When the elders of Braj were planning a ritual for Lord Indra, a child named Krishna questioned the practice. Locals explained to the boy that this was done every year to please the god so he would provide adequate rain. But Krishna said they were farmers and they should only do karma — or their duty — rather than carrying out religious rituals and appeasing gods like this.
Finally convinced, the villagers did not perform the puja. This angered Indra, and he showed his wrath by hitting the people with violent rain and thunder. Krishna then lifted up the neighbouring Govardhan hill like an umbrella and saved the inhabitants. Indra was chastened and the people started worshipping Govardhan, the giver of rains and green pastures. It is this particular manifestation of Krishna that is worshipped as Shrinathji in the temple of Nathdwara in Rajasthan.
The idol is in bas-relief, carved in black marble stone, and about four feet high. One hand of the idol is lifted up, as it was while Krishna held aloft the Govardhan hill. The eyes of the idol are beautifully languid, half shut, because the belief is that if devotees gaze into the fully-open eyes of Shrinathji during the darshan, the joy experienced by them would be too powerful for mere mortals, and destroy their equilibrium. A beautiful gem decorates the chin of the idol. Serving as the backdrop to all this shringaar are the intricately-painted pichwai paintings.
The term ‘pichwai’ is traditionally used for the decorative cloth paintings hung behind the stone idol of Shrinathji within the main shrine at Nathdwara, which is a prominent temple town in the state of Rajasthan. The art form is an indispensable part of the decoration of his shrine as it functions like a cinematic backdrop highlighting the various darshanas of the idol. These are the various forms that the deity is made to adorn, according to the calendar of festivals and the time of day. These range from the time Shrinathji is symbolically woken up to when he retires for the night. Particularly popular are depictions of the Annakut or Govardhan Puja, where Krishna is honoured by a pile of food, representing the mountain he held aloft.
Decorations and artistic inventiveness of all sorts, are an intrinsic part of worshipping Shrinathji. This practice has its philosophical moorings in the Pushtimarg tradition that drew on the teachings of the 16th century saint Vallabhacharya who popularised the worship of Krishna as Shrinathji.
Vallabhacharya’s philosophy interpreted the raas lila between Krishna and the gopis as a metaphor of the quest for the divine. He idealised the romantic longings of the village women of Vrindavan as central to an understanding of Pushtimarg, and as a way of showing one’s devotion to Krishna. According to the tradition, one can attain salvation through participation in the life of Krishna by pretending to be a personage from his childhood years, including experiencing the longing that the village women felt for him, after he left his childhood home to become the ruler of Dwarka. It isn’t uncommon, therefore, to find people cooling the walls of Krishna’s abode in Nathdwara, during the summer months, by dousing these with buckets of water.

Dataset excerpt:

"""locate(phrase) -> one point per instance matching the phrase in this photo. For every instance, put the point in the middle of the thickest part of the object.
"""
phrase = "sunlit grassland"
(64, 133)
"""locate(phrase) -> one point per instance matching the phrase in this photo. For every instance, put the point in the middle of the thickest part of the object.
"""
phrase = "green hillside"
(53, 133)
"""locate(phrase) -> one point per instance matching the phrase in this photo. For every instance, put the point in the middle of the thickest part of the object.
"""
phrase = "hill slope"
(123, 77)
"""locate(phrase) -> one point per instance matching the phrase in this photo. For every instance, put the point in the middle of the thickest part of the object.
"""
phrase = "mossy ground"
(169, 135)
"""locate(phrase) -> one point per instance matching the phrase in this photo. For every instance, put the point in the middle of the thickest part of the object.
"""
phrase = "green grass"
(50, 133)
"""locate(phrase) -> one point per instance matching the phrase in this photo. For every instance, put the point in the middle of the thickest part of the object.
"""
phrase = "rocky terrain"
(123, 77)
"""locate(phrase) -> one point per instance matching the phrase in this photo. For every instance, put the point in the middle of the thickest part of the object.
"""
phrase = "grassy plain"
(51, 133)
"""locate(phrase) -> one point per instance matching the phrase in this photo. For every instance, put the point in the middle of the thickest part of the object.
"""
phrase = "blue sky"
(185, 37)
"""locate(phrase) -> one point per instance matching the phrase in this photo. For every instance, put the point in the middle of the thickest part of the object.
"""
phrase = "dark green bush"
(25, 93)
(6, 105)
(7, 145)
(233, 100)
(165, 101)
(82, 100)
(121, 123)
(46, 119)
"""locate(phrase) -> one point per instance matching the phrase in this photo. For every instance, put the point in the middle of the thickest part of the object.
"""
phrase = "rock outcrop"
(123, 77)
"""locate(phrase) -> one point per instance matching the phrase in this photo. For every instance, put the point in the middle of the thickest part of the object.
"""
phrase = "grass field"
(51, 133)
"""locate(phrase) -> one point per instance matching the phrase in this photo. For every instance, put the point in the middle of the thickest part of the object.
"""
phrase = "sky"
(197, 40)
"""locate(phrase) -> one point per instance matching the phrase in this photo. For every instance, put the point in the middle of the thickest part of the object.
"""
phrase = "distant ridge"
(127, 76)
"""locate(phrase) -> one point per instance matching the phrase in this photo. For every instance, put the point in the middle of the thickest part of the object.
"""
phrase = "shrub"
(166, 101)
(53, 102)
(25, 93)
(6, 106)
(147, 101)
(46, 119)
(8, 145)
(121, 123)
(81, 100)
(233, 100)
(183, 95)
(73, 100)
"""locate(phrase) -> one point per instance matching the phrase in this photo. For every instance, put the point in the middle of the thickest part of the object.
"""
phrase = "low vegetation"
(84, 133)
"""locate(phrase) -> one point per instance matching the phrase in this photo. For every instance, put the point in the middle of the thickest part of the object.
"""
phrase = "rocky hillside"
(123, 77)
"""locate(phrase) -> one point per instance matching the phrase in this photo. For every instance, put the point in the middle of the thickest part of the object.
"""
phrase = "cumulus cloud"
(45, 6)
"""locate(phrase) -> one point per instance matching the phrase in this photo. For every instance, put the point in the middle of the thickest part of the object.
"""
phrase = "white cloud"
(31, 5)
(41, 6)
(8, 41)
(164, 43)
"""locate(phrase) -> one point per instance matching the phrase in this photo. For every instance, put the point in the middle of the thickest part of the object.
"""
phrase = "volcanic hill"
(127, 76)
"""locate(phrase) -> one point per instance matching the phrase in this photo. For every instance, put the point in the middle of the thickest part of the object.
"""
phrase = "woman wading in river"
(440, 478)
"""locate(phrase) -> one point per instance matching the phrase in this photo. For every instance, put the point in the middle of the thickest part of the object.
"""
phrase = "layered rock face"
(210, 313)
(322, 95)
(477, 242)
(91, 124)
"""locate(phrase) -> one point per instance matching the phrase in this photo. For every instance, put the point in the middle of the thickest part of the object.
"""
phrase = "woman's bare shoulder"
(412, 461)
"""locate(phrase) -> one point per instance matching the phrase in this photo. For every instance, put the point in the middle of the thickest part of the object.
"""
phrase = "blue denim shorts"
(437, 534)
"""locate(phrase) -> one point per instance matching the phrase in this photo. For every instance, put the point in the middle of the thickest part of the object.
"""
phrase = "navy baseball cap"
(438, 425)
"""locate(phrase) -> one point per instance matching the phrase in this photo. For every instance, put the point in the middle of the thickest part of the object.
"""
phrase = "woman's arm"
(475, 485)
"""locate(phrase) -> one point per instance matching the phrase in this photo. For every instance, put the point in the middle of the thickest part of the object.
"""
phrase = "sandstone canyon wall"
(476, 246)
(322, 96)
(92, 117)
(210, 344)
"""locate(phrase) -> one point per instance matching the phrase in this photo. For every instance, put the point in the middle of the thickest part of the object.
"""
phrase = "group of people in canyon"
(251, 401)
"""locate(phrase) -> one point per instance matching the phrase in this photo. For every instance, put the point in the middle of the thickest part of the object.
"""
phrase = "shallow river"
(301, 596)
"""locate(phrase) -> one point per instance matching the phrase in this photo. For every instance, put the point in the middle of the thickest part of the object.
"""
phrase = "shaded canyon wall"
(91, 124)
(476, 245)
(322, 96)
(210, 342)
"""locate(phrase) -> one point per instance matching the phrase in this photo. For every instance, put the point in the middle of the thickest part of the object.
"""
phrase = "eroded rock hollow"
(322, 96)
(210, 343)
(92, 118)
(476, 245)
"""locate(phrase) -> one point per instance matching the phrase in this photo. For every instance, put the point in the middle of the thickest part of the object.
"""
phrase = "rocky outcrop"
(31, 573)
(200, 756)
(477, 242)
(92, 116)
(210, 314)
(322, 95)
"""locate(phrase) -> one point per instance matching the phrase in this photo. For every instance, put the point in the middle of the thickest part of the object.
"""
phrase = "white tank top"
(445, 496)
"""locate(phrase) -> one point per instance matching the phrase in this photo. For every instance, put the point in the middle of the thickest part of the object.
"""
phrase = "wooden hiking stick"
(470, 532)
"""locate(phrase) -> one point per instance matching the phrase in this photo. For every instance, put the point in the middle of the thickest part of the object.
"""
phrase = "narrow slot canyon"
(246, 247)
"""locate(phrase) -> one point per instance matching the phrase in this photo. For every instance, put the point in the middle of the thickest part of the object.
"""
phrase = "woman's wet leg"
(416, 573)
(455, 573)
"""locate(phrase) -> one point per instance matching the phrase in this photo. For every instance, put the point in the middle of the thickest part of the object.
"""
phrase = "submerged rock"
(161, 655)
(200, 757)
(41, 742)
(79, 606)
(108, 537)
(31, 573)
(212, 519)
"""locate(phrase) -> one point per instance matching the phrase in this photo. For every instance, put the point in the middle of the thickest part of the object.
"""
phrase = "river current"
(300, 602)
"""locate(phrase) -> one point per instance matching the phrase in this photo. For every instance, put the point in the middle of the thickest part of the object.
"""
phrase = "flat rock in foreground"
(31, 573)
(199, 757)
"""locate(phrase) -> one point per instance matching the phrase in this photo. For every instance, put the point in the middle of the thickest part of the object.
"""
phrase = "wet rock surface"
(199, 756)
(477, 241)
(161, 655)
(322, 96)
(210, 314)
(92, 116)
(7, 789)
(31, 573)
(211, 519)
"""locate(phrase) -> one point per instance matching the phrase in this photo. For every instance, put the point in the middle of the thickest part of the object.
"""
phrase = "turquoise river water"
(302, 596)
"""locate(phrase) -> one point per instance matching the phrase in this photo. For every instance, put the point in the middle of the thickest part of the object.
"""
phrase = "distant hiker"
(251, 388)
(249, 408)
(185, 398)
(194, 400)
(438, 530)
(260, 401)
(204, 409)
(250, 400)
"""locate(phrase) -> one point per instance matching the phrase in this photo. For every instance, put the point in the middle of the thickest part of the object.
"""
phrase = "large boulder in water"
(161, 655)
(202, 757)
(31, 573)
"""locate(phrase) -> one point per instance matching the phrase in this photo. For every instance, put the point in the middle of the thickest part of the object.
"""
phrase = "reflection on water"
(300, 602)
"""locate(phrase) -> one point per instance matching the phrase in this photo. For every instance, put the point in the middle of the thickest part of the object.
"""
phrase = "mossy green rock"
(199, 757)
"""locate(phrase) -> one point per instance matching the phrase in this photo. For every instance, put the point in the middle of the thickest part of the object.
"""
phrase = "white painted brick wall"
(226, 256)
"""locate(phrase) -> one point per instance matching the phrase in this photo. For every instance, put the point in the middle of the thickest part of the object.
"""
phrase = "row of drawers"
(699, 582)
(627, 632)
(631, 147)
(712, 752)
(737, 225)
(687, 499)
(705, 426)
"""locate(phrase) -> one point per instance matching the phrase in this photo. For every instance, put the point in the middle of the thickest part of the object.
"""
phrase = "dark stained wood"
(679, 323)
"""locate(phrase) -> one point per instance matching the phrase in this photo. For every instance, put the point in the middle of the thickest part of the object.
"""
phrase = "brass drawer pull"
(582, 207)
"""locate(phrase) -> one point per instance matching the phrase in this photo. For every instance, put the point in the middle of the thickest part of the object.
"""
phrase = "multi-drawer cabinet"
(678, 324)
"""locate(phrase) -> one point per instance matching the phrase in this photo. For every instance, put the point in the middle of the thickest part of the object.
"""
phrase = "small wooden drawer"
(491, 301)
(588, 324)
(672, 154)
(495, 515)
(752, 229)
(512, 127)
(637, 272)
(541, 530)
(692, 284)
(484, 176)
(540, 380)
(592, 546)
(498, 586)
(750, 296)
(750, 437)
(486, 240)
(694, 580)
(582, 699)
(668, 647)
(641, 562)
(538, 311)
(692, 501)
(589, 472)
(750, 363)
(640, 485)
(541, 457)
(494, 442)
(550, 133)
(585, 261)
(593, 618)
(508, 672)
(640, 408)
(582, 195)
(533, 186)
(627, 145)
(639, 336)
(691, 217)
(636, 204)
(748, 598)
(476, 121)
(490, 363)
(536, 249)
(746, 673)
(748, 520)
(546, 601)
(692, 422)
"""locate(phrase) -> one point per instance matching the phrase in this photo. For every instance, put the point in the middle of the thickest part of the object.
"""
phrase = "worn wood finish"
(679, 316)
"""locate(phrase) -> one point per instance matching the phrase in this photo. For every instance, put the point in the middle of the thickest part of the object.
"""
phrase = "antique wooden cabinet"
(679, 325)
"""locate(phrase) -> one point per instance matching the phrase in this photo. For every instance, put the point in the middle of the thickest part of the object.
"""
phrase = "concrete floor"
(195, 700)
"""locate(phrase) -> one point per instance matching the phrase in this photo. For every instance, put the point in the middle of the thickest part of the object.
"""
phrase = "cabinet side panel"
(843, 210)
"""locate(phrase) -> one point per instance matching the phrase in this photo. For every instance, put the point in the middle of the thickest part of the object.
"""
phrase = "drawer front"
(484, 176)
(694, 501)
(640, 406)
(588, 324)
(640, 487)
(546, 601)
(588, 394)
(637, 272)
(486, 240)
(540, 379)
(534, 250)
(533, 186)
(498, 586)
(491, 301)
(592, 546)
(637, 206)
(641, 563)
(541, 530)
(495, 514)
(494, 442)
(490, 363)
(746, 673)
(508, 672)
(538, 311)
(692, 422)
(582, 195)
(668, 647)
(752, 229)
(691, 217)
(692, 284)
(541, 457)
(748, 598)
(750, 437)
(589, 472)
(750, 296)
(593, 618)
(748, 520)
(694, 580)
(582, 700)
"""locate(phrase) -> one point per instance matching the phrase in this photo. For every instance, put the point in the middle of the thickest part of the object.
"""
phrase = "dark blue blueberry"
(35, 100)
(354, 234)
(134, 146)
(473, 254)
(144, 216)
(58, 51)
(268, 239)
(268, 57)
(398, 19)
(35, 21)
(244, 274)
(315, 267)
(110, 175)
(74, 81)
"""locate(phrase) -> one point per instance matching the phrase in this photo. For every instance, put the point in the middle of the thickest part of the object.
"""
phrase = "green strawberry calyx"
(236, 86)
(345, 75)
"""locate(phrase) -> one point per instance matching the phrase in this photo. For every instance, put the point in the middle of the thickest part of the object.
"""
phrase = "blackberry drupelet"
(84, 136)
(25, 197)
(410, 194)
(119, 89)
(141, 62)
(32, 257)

INSTRUCTION 1:
Answer these from the Shrinathji passage:
(a) According to the locals, what was the yearly ritual for Indra meant to get from the god?
(b) In what stone is the idol of Shrinathji carved?
(c) The Pushtimarg tradition drew on the teachings of which 16th-century saint?
INSTRUCTION 2:
Reproduce part of the Shrinathji passage word for word, starting at the words "The idol is in" and ending after "intricately-painted pichwai paintings.".
INSTRUCTION 3:
Resume the Shrinathji passage, picking up after its final sentence.

TASK OUTPUT 1:
(a) Adequate rain.
(b) Black marble.
(c) Vallabhacharya.

TASK OUTPUT 2:
The idol is in bas-relief, carved in black marble stone, and about four feet high. One hand of the idol is lifted up, as it was while Krishna held aloft the Govardhan hill. The eyes of the idol are beautifully languid, half shut, because the belief is that if devotees gaze into the fully-open eyes of Shrinathji during the darshan, the joy experienced by them would be too powerful for mere mortals, and destroy their equilibrium. A beautiful gem decorates the chin of the idol. Serving as the backdrop to all this shringaar are the intricately-painted pichwai paintings.

TASK OUTPUT 3:
The reasoning is simple: the deity must be feeling warm and the devotees are serving him by making his surroundings more habitable. Similarly, devotees dress up as village folk from Krishna’s mythical childhood community and celebrate various festivals linked to his life, thus participating in his earthly existence beyond the constraints of space and time. Such demonstrations of love and play-acting are central to the concept of lila, which is often defined as divine play, and both are linked to the act of creation.
It is through love, which is ontologically akin to a creative force, that the cosmos came into being, and it is through this joyful love that one can attain liberation from the cycle of birth and rebirth. The term ‘lila’ encompasses all creative activity including the play-acting by individuals in an attempt to participate in god’s life. There is, therefore, particular emphasis in the Pushtimarg tradition on aesthetic inventiveness as a way of pleasing the deity. It is this stress on creative agency, both human and divine, which is one of the reasons why Nathdwara, till today, is a significant centre for artistic endeavours, with a particular accent on painting.
The painters create pichwais not just for decorative purposes in the temple, but also for pilgrims who would want to carry the image of their beloved god back with them. As photography is not allowed inside the shrine, the souvenir-like paintings of the stone idol still have a vibrant and thriving market that caters to the wide-ranging tastes of the many devotees, and support the long tradition of painting in Nathdwara.
(Saumya Agarwal is a PhD candidate at the University of Heidelberg; references: Lyons, Tryna (2004): The Artists of Nathadwara. The Practice of Painting in Rajasthan. Bloomington; medabad: Indiana University Press; Mapin Pub. Maduro, Renaldo (1976): Artistic Creativity in a Brahmin Painter Community. Berkeley: University of California — Research Monograph Series, No. 14)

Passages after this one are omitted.